Goals —
1. In the No.31 text, to how many watts is the 1,000 watt amp limited?
2. Write out the No.31 text word for word, starting at "No.31 delivers the" and ending at "REL Reference line.".

Text extract —
** START **
The Making of No.31

Tomorrow Belongs to Those Who Can Hear it Coming. –David Bowie

No.31 is truly a No.32 in a smaller body.

It is that simple. No.31 delivers identical quality in every aspect of its construction. We utilize the same 1,000 watt amp, here limited to 900 watts to avoid taxing the driver beyond its incredible limits. The same dual parametric equalizers are included that are a significant tuning tool in No.32. The cabinet is constructed using the same methods (see the details on our radio frequency bombardment chambers at the end), but has been thoughtfully adapted to deliver proportional size reduction; it’s hard to tell from a short distance if you are looking at a No.32 or a No.31. This is no easy task—most who try to make a smaller version of their product mangle it. The smaller model winds up looking stubby and underfed—not so here. But there is a quiet, deeper underlying story here; one that is easily missed.

No.31 delivers the same surreal textural magic, sonic detail, definition, and air that our No.32 delivers, which has never been approximated by any other subwoofer design. Since the cabinet volume is 40% smaller, it opens up Reference-level ownership to those who are challenged by a lack of space in their primary listening rooms. It also costs 30% less while offering our highest quality.

Delivering the unique magic that No.32 and, before it, No.25 deliver in such a compact platform was tricky to design. We worked hard to develop a 12” (300mm) driver capable of handling the massive power upgrade as well as the subtlety of delivery that defines the modern REL Reference line.
** END **
Stored data —
** START **
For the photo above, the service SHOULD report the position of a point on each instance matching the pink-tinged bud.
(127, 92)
** END **
Solved tasks —
1. 900 watts

2.
No.31 delivers the same surreal textural magic, sonic detail, definition, and air that our No.32 delivers, which has never been approximated by any other subwoofer design. Since the cabinet volume is 40% smaller, it opens up Reference-level ownership to those who are challenged by a lack of space in their primary listening rooms. It also costs 30% less while offering our highest quality.

Delivering the unique magic that No.32 and, before it, No.25 deliver in such a compact platform was tricky to design. We worked hard to develop a 12” (300mm) driver capable of handling the massive power upgrade as well as the subtlety of delivery that defines the modern REL Reference line.